What you have to do:
Determine the number of lines in the data below that hold "statue"; give nothing but that number.

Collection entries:
· · ·
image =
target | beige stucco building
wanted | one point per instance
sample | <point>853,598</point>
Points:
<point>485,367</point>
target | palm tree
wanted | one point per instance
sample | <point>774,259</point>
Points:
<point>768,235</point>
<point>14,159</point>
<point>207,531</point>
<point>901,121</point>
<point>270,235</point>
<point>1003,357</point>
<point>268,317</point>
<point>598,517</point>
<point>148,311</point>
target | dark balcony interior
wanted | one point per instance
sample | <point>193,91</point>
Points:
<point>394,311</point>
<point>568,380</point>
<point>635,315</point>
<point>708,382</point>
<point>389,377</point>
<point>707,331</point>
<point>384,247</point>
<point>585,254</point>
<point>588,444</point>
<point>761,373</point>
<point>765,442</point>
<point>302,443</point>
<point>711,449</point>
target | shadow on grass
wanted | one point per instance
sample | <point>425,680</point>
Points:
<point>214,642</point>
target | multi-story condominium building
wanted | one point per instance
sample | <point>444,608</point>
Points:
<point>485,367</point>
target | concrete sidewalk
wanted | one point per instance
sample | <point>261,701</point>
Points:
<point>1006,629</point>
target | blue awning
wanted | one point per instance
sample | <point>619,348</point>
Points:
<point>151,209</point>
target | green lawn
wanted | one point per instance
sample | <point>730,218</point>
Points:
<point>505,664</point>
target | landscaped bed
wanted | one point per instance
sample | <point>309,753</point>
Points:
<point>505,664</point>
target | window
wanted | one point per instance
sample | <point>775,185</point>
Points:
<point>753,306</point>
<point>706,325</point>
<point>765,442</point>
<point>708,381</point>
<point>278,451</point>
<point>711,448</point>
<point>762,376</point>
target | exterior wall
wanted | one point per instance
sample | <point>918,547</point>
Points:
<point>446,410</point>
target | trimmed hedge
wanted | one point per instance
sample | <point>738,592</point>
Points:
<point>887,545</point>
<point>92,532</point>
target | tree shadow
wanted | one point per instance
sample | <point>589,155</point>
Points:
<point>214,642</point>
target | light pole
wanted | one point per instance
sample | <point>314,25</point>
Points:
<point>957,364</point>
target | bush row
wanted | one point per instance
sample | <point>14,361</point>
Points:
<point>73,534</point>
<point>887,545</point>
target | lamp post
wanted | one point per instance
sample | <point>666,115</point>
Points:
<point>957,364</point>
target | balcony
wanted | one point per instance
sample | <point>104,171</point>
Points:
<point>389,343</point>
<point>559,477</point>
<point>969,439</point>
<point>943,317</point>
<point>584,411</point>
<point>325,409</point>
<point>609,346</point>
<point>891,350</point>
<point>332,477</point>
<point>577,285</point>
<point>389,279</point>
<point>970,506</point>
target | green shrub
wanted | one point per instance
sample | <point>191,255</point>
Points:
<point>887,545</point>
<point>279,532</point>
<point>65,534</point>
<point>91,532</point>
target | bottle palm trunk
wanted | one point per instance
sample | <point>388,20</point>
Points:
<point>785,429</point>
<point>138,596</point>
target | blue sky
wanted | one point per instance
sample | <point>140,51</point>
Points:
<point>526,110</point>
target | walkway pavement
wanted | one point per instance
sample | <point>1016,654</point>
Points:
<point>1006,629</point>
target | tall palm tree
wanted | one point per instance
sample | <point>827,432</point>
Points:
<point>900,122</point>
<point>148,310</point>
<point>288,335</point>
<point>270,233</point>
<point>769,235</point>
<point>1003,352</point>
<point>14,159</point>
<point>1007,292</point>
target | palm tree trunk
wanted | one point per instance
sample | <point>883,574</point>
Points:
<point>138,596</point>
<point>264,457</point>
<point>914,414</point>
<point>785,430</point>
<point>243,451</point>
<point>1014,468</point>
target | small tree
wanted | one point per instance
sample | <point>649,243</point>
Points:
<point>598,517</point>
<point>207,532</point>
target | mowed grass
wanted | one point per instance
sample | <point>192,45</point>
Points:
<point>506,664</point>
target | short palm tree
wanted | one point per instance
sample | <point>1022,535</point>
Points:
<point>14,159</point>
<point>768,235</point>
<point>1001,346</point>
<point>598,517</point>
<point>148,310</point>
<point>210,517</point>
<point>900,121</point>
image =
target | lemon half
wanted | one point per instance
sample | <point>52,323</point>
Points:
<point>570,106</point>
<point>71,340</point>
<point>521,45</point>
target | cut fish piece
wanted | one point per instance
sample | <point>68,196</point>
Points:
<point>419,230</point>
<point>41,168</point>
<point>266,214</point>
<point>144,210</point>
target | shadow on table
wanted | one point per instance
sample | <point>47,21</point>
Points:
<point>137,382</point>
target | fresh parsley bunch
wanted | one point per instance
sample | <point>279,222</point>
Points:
· · ·
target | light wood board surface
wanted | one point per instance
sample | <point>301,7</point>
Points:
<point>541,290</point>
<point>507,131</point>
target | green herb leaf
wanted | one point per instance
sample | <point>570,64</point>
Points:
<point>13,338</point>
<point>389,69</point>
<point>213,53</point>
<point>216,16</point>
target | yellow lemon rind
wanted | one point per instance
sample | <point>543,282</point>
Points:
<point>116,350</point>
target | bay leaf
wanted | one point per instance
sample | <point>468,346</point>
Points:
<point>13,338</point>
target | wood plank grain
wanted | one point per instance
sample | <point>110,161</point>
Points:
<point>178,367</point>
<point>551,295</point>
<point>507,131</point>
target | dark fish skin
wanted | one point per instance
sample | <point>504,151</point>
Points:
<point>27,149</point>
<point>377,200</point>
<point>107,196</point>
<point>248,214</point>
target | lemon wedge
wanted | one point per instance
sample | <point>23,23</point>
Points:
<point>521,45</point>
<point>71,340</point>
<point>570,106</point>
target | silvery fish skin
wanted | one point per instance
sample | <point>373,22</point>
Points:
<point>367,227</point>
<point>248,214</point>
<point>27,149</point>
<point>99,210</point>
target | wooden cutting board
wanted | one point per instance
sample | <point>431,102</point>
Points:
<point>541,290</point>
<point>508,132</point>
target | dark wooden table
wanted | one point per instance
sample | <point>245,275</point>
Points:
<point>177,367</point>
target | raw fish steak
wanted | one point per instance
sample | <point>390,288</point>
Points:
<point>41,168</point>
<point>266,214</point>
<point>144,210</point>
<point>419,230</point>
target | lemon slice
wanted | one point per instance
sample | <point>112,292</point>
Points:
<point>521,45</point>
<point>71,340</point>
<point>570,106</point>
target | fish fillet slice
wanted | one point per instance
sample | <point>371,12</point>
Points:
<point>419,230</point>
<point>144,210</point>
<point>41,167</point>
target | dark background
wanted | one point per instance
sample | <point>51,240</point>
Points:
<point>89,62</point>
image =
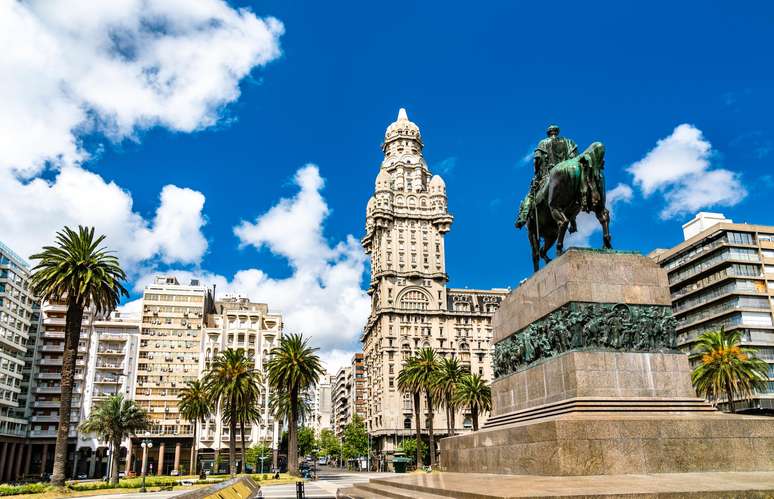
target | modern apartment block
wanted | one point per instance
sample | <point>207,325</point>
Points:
· · ·
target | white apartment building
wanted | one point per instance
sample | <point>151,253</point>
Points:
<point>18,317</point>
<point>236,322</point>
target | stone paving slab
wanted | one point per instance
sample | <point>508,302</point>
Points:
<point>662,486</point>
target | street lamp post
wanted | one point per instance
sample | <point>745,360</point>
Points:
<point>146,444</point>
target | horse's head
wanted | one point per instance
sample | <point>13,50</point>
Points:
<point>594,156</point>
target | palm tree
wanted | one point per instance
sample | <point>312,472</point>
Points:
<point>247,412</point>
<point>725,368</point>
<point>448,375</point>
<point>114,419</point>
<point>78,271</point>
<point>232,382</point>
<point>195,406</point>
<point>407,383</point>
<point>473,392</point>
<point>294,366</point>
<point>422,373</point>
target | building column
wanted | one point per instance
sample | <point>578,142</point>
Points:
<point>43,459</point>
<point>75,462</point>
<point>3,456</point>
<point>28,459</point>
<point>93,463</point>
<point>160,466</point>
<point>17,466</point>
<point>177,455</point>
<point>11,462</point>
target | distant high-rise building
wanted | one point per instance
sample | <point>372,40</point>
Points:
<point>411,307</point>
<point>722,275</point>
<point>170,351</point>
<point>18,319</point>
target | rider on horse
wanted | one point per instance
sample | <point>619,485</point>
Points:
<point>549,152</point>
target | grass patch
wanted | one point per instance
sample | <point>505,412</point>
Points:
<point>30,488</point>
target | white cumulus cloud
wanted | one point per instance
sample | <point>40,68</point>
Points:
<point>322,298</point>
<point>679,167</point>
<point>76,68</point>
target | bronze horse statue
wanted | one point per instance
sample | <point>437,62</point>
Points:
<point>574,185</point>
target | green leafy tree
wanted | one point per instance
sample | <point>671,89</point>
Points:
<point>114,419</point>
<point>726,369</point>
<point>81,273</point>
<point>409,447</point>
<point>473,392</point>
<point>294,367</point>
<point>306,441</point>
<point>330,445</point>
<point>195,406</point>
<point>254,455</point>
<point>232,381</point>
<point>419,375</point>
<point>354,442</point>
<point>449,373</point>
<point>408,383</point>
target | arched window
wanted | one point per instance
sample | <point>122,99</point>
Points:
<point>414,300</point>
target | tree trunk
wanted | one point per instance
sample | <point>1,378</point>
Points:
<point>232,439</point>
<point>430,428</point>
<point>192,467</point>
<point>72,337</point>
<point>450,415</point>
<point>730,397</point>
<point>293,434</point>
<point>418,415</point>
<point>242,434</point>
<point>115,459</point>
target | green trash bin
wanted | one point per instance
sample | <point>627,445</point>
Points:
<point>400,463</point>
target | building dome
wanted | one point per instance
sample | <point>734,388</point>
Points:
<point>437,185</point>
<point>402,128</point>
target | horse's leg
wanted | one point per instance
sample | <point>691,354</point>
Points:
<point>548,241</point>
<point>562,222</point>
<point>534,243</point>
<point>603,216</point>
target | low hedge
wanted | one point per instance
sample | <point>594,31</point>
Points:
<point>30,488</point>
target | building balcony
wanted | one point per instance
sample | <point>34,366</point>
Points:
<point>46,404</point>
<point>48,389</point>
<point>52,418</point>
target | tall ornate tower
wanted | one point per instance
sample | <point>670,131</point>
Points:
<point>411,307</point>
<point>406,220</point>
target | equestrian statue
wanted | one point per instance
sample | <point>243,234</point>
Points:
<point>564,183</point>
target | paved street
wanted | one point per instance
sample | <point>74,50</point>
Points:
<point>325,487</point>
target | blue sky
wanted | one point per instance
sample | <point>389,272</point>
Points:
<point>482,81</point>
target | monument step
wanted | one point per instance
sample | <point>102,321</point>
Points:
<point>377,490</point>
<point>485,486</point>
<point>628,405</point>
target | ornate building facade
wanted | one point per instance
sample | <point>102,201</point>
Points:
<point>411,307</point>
· · ·
Reply:
2